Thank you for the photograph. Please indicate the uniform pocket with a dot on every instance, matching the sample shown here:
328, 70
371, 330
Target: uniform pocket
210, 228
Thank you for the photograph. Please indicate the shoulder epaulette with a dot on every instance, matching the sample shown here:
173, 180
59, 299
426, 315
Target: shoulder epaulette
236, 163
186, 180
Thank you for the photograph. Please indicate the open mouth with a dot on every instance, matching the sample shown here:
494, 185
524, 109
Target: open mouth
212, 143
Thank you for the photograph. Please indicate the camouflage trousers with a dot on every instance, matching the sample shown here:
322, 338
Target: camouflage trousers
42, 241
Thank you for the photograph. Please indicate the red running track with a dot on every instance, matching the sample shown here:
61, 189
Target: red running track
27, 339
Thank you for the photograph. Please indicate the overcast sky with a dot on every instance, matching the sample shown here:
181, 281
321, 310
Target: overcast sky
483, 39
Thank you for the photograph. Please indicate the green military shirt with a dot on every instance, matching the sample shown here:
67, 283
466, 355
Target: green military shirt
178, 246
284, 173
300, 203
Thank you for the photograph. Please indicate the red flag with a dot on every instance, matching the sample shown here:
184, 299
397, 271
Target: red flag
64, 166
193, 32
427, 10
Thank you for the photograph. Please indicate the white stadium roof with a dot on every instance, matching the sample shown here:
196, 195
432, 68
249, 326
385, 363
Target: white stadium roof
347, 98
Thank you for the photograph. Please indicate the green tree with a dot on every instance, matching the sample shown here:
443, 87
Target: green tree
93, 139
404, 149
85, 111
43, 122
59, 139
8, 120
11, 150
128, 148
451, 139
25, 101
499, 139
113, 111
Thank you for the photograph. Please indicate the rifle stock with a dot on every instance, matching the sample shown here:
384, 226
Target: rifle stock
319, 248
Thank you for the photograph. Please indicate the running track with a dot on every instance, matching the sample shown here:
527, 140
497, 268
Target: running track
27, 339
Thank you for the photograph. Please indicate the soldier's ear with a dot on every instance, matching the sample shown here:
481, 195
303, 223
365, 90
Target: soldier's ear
★ ★ ★ ★
● **Task directions**: Turn the rows above into a numbered list and leave out any blank lines.

● **Output for this task**:
1. Thank you for the photograph. Please indicate the uniform pocket with a dot on every instance, matching the sample shown here:
2. 328, 70
3. 371, 330
4. Target: uniform pocket
5. 210, 228
6. Thank you for the photograph. Please indicate the shoulder epaulette with a dot on every instance, matching the sample shown here:
7. 173, 180
8. 59, 299
9. 426, 315
10. Target: shoulder epaulette
11. 236, 163
12. 186, 180
13. Thank you for the photograph. Please indicate the open mouth with a dot on every instance, matching the sample shown here:
14. 494, 185
15. 524, 109
16. Target: open mouth
17. 212, 143
18. Thank you for the photograph. Please indicate the camouflage trousers with a dot on every instance, matching the sample shown here:
19. 322, 338
20. Target: camouflage trousers
21. 42, 241
22. Thank you for the photograph. Please indicate the red running track with a dot on every instance, matching the sample shown here:
23. 61, 189
24. Target: red running track
25. 27, 339
26. Thank you for the photograph. Please indicate the overcast sky with a dot on every instance, matching the sample shown here:
27. 181, 281
28. 321, 310
29. Target: overcast sky
30. 483, 39
31. Thank you for the photograph. Please indicate the green military shirt with a dot on every instance, matching the sample shown here:
32. 67, 283
33. 466, 355
34. Target: green military shirt
35. 178, 246
36. 284, 173
37. 300, 203
38. Thank you for the photograph. Please indicate the red flag with a dot on every instance, matching the sample shown here:
39. 184, 299
40. 397, 271
41. Target: red flag
42. 64, 166
43. 193, 32
44. 427, 10
45. Thank you for the photograph. Please indicate the white stadium roof with a dot on every instance, matching the sample shown here:
46. 196, 195
47. 432, 68
48. 249, 326
49. 385, 363
50. Target: white stadium roof
51. 347, 98
52. Thank you for the photograph. Please indicate the green tree with a dot on every instance, matching the sample shown here:
53. 443, 87
54. Target: green tree
55. 93, 139
56. 404, 149
57. 85, 111
58. 43, 122
59. 59, 139
60. 8, 120
61. 11, 150
62. 128, 148
63. 451, 139
64. 25, 101
65. 499, 139
66. 113, 111
67. Thank you for the photograph. Please indicate the rifle stock with a dot on every instance, matching the sample shown here:
68. 384, 226
69. Target: rifle stock
70. 319, 248
71. Thank you for the photograph. Please indicate the running track with a dot on every instance, matching the sample shown here:
72. 527, 140
73. 497, 268
74. Target: running track
75. 27, 339
76. Thank you for the photograph. Please indicate the soldier's ear with a dot on every instance, matching the sample shown here:
77. 481, 195
78. 303, 223
79. 365, 90
80. Target: soldier's ear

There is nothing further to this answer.